Task :: In the entries that follow, the line with "column 106, row 126" opens the range and the line with "Where can the green" closes it; repeat that range exactly, both lines included.

● ● ● ●

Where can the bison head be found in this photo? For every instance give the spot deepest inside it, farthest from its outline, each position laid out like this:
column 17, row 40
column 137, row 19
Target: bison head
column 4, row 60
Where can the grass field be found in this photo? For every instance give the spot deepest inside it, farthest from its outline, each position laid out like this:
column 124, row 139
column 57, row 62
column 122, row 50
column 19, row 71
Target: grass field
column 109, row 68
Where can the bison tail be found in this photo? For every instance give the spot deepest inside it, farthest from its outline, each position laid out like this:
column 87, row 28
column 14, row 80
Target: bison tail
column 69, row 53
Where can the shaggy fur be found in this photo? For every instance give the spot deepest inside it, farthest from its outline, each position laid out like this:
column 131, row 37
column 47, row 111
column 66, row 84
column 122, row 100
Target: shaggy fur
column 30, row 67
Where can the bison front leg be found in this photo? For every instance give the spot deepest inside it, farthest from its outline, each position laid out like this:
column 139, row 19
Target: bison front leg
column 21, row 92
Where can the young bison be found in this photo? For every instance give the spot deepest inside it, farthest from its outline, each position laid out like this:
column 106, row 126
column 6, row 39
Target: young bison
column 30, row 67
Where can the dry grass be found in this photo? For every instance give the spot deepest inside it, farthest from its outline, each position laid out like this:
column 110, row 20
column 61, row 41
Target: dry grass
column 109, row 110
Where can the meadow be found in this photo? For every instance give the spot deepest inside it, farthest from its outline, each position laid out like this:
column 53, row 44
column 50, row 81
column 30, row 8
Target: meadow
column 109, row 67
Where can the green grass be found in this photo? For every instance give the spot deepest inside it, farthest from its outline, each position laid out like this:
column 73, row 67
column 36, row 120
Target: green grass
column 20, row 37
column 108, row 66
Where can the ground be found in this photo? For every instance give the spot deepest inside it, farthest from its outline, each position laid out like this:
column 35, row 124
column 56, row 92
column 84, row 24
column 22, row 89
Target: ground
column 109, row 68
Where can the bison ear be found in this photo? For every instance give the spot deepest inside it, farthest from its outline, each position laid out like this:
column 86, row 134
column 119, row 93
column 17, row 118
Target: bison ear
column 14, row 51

● ● ● ●

Answer area ::
column 106, row 126
column 6, row 39
Target: young bison
column 30, row 67
Where can the dry grass be found in this photo? For every instance give the spot deepest inside it, farthest from its outline, each position laid out like this:
column 110, row 20
column 61, row 41
Target: dry grass
column 109, row 110
Where can the meadow be found in this photo? For every instance give the spot deepest inside it, farthest from its outline, each position laid out like this:
column 53, row 44
column 50, row 81
column 30, row 8
Target: meadow
column 109, row 67
Where can the green grass be found in this photo? For every instance give the spot deepest inside it, farthest from its outline, each position laid out like this:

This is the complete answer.